## WHAT IS BEING ASKED
The answer must consist of each line below that contains the string "license".
[[ DATA FOR REVIEW, beginning ]]
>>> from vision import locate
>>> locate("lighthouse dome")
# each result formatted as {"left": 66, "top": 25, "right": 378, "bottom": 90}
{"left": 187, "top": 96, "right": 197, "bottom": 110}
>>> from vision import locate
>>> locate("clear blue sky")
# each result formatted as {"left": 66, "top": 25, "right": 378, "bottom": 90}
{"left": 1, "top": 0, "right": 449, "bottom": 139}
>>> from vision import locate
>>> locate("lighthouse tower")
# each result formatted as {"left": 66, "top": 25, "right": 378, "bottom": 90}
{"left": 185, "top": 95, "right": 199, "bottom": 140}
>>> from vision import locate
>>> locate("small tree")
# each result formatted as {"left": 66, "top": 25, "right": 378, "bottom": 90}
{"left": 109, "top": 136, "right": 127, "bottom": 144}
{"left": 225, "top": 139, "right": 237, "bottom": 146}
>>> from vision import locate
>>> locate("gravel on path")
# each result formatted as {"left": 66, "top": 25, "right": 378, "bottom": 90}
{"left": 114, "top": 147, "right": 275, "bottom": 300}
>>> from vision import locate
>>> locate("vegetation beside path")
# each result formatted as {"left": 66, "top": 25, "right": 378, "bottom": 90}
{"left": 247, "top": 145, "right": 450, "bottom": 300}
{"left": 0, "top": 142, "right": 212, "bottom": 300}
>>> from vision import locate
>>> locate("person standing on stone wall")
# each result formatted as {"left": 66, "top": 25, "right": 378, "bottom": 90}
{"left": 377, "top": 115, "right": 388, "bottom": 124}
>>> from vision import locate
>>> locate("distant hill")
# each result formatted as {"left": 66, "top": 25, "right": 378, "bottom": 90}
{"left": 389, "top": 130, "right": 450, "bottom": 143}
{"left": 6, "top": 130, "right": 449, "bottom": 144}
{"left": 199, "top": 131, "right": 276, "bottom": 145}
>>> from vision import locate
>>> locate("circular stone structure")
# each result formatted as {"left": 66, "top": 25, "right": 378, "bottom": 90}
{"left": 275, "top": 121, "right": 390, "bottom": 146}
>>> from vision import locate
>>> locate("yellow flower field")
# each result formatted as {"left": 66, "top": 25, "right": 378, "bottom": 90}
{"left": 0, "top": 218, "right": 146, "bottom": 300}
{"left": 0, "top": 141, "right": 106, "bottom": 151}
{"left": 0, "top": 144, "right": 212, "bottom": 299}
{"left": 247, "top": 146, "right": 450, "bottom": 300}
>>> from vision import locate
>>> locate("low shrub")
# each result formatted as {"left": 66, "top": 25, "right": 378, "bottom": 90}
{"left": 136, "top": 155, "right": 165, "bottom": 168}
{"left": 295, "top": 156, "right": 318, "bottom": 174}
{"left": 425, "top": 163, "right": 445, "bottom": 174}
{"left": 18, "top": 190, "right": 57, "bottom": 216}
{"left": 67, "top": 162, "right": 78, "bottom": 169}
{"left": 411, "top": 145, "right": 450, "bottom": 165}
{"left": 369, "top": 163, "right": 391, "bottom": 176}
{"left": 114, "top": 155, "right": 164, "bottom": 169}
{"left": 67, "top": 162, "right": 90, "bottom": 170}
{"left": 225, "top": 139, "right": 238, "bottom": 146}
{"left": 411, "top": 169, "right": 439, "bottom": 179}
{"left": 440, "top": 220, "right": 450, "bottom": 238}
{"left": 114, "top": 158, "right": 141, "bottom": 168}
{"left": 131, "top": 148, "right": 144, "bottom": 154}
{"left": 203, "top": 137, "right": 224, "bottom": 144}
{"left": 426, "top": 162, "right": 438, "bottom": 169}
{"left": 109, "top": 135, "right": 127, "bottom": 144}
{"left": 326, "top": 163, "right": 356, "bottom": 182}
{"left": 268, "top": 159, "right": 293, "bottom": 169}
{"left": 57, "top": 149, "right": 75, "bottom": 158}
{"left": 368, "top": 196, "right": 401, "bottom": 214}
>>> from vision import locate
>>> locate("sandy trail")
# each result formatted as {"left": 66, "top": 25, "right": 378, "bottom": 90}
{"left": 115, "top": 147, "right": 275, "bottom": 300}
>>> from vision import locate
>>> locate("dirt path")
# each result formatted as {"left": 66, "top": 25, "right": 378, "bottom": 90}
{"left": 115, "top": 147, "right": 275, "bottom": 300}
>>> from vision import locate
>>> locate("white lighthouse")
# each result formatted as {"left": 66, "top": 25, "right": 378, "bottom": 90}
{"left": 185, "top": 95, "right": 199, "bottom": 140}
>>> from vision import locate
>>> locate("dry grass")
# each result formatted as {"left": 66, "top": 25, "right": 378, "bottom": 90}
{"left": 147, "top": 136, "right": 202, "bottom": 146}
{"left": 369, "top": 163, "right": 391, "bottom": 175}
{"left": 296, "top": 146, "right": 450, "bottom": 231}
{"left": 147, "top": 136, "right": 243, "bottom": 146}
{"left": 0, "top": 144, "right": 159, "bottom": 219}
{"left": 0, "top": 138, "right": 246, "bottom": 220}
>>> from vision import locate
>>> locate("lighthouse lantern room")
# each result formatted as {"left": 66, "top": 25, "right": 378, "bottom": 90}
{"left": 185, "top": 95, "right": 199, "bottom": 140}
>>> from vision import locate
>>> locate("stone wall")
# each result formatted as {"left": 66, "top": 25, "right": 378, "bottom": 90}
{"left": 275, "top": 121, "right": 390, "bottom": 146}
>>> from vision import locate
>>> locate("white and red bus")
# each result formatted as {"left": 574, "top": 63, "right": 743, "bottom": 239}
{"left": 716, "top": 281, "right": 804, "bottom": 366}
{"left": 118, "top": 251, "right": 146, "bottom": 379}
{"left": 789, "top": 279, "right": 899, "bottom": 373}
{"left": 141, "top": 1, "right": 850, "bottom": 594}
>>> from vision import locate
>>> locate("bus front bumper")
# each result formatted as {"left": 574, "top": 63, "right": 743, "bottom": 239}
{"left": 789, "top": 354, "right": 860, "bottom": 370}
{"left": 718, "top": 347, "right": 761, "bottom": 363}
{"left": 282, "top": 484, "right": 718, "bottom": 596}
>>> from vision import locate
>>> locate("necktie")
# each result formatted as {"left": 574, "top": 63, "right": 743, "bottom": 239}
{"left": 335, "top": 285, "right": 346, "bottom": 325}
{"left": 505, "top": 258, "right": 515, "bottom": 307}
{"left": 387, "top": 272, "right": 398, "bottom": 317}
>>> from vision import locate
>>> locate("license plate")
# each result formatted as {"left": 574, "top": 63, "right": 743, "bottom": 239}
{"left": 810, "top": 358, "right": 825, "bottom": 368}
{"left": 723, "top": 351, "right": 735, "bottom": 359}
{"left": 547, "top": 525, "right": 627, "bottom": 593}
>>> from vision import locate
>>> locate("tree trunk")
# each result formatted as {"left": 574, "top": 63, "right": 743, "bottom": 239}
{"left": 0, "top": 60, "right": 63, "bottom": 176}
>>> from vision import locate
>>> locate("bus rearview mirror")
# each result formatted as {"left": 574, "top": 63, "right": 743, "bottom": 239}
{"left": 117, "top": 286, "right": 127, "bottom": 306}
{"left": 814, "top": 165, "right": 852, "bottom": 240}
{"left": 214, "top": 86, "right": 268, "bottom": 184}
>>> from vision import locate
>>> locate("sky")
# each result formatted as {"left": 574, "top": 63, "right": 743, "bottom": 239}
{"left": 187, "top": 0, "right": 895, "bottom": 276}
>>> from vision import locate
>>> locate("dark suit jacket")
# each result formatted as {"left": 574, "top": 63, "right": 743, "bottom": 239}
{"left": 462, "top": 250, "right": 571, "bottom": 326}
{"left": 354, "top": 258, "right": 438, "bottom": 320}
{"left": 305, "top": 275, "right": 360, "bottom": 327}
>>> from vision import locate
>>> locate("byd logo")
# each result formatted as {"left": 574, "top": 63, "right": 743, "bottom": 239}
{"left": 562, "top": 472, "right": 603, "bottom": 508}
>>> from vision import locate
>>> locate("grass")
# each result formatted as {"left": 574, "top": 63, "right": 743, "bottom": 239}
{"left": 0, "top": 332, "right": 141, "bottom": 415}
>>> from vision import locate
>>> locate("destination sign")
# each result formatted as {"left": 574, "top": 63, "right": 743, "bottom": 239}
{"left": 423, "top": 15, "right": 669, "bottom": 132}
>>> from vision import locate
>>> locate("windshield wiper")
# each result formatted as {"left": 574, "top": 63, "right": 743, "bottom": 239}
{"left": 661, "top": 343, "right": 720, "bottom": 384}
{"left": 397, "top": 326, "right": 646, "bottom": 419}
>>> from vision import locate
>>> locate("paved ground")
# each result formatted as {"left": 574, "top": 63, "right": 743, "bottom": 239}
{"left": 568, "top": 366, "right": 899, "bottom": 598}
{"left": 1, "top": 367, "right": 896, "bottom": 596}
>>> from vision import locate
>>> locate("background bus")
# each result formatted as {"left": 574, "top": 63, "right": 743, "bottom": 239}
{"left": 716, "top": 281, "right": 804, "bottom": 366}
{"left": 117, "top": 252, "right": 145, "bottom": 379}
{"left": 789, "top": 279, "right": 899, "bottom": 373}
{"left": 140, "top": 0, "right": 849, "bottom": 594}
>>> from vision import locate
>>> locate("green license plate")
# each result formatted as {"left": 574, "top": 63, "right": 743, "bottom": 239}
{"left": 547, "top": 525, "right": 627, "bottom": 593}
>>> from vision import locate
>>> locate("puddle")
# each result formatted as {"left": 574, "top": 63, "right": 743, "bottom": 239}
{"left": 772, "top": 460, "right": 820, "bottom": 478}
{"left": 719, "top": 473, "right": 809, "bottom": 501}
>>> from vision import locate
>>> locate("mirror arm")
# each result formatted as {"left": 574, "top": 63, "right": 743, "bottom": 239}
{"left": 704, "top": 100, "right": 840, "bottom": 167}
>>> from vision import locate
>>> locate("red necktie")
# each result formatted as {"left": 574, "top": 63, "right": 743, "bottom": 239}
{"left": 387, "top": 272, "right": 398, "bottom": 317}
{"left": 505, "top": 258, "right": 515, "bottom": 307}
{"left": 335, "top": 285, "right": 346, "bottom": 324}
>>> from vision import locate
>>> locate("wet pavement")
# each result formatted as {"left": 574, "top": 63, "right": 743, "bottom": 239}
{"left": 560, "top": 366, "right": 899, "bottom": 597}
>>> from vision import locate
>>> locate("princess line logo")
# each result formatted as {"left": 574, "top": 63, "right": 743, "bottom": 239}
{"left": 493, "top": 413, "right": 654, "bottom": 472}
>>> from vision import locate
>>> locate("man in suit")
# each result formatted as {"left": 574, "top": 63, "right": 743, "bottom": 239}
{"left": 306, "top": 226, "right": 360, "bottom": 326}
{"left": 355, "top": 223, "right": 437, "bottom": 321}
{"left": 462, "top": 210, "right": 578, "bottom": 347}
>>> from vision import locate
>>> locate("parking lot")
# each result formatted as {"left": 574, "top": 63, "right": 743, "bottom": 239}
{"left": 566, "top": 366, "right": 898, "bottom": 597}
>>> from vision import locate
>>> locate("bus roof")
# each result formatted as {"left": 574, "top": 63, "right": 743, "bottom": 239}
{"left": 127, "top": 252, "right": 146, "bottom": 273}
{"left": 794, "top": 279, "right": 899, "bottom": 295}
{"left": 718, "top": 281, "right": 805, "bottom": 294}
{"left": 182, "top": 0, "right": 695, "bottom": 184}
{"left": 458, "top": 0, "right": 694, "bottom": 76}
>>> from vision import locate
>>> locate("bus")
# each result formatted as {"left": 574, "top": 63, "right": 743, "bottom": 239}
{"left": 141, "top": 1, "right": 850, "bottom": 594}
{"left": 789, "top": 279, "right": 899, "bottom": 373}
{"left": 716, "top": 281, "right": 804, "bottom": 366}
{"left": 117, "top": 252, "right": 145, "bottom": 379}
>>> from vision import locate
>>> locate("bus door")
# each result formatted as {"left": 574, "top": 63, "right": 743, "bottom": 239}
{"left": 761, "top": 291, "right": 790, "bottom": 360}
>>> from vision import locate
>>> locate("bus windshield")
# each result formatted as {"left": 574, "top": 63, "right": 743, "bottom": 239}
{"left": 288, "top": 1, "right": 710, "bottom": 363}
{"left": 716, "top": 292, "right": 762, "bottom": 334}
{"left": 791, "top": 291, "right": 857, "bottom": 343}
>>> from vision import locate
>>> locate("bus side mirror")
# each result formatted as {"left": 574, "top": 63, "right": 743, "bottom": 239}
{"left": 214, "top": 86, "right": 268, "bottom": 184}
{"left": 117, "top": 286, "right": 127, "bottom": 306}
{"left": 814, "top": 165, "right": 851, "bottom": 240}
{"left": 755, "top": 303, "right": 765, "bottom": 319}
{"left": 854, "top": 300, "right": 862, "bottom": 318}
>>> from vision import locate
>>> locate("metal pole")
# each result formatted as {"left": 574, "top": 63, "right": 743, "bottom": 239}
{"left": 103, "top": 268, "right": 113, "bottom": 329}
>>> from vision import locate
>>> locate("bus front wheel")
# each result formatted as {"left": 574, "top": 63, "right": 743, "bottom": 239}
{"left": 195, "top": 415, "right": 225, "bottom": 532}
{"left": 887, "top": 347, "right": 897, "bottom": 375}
[[ DATA FOR REVIEW, end ]]
## REPLY
>>> locate("license plate")
>>> locate("green license plate")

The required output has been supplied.